— START OF Text provided —

Table of Contents

Fixing Flaky Tests

Once you've identified a flaky test, it's time to fix it. This guide provides a systematic approach to investigating and fixing flaky tests, with specific strategies for each common flakiness pattern.


Investigation Workflow

Follow this six-step workflow to systematically address flaky tests:

1. Review Xping Telemetry

Check the test detail page in the Xping dashboard:

  • Execution times across runs
  • Environment pass rates (Local vs. CI)
  • Failure messages and patterns
  • Which confidence score factors are low

2. Look for Patterns

Use the six confidence score factors to hypothesize the cause:

  • Execution Stability (Low): Likely timing or race condition issues
  • Retry Behavior (Low): Test passes after retry - transient failure
  • Environment Consistency (Low): Environment-specific configuration or dependencies
  • Dependency Impact (Low): Shared state or external service issues
  • Failure Pattern (Low): Random failures suggest non-deterministic data
  • Historical Pass Rate (Low): Could be consistently broken, not flaky

Related: For detailed pattern recognition, see Common Flaky Patterns.

3. Reproduce Locally

Try to reproduce the flakiness:

# Run the test multiple times in isolation
dotnet test --filter "FullyQualifiedName~FlakyTestName" --logger "console;verbosity=detailed"

# Run it 10 times to see if it fails
for i in {1..10}; do dotnet test --filter "FullyQualifiedName~FlakyTestName"; done

# Run with the full test suite (check for shared state issues)
dotnet test

4. Check Environment Differences

Compare behavior between environments:

  • Environment variables set in CI but not locally
  • File path differences (Windows vs. Linux)
  • Network connectivity and timeouts
  • Resource limits (memory, file handles)
  • Timing (CI machines may be slower)

5. Review Recent Changes

Use Xping's historical data to identify when flakiness started:

  • Check the confidence score trend
  • Look at the execution history timeline
  • Correlate with recent code changes or deployments

6. Monitor After Fixes

After implementing a fix:

  1. Let the test run at least 20-30 more times
  2. Watch the confidence score trend in Xping
  3. Verify the score moves toward Reliable or Highly Reliable
  4. Check that the problematic factor scores improve

Expected timeline:

  • Immediate: Recent executions show fewer failures
  • 3-5 days: Pass rate improves noticeably
  • 1-2 weeks: Confidence score reflects new stability
  • 2-4 weeks: Confidence level increases as more data is collected

Fix Strategies by Pattern

Race Conditions

Indicators:

  • Low Execution Stability (high timing variance)
  • Passes on retry
  • Failures during parallel execution

Fixes:

  1. Add Explicit Waits

    // BAD: Arbitrary delay
    await Task.Delay(1000);
    
    // GOOD: Wait for specific condition
    await WaitForConditionAsync(
        () => order.Status == OrderStatus.Completed,
        timeout: TimeSpan.FromSeconds(10)

— END OF Text provided —

* Requirement 1
Locate every line in the rows below that contains the string "banner", and copy each such line in full.

— START OF Data for this task —

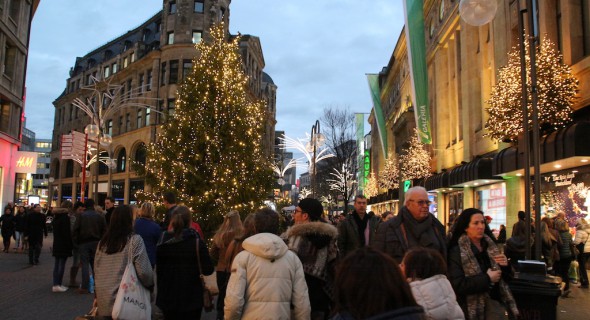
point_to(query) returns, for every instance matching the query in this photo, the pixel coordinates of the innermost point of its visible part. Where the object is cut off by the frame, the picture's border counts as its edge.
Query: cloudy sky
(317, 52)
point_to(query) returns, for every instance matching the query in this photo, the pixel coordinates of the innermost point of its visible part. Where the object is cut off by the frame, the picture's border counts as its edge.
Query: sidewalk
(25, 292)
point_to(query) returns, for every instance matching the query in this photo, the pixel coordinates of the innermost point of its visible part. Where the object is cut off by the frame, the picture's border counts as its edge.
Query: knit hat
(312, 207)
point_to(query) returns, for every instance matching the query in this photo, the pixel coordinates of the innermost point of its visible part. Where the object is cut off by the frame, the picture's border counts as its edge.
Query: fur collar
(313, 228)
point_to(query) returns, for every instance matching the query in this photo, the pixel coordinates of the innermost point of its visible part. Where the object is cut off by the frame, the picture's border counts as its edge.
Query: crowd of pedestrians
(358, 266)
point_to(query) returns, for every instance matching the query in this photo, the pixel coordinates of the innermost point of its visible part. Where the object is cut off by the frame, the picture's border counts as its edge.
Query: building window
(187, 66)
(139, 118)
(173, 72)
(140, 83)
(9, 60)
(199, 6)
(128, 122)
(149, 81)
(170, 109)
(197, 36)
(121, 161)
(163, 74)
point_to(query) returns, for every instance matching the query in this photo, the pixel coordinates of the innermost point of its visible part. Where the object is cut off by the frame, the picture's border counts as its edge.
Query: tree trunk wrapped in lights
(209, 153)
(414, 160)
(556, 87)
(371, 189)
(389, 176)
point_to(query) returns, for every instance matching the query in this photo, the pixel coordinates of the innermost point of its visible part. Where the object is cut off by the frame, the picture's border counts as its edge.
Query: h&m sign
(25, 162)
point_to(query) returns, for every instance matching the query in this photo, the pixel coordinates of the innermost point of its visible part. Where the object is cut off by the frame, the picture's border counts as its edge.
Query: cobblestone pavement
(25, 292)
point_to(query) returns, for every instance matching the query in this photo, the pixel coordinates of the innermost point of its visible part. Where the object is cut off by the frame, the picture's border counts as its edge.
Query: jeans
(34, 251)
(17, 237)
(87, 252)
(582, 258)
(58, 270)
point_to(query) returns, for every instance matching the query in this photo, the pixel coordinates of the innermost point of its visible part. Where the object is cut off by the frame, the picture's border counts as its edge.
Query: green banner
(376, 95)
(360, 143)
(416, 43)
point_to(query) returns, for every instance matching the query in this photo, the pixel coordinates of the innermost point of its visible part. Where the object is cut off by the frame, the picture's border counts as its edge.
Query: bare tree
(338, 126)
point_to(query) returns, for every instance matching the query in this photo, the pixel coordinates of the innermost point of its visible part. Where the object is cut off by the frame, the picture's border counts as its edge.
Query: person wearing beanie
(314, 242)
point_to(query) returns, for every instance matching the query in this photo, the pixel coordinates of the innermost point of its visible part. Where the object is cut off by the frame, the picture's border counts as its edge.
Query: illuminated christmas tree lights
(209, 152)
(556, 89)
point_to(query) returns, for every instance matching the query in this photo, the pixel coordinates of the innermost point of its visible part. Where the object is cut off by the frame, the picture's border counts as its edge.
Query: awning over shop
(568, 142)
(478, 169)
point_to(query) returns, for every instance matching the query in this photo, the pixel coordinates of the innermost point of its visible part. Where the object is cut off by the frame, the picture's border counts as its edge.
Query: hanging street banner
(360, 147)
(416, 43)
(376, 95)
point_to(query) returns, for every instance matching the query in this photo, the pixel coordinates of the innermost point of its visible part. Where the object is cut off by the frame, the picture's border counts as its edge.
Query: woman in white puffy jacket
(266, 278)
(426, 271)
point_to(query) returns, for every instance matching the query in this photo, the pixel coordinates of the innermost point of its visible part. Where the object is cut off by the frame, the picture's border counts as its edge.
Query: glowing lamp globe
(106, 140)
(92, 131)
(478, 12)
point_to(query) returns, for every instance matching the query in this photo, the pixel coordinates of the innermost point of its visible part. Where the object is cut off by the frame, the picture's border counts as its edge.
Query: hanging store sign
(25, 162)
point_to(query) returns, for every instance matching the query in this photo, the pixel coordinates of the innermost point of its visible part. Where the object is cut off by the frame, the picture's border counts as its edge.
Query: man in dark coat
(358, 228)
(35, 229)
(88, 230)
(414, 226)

— END OF Data for this task —
— START OF Data for this task —

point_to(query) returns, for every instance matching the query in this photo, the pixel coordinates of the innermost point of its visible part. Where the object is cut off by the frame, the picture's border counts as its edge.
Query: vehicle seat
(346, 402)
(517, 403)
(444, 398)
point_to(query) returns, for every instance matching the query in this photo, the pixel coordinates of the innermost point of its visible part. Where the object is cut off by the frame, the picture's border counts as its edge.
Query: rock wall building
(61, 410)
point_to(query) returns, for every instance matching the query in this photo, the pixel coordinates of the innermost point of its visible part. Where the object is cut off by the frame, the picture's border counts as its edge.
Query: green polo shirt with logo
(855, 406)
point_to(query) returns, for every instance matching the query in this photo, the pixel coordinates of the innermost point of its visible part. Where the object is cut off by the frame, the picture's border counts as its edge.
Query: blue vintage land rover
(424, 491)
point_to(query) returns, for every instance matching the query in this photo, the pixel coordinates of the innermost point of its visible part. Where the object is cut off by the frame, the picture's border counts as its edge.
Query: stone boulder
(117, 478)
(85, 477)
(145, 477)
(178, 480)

— END OF Data for this task —

* Requirement 2
Translate this sentence from the guide on fixing flaky tests into French: "Once you've identified a flaky test, it's time to fix it."

* Solution 1
Query: green banner
Query: hanging street banner

* Solution 2
Une fois que vous avez identifié un test instable, il est temps de le corriger.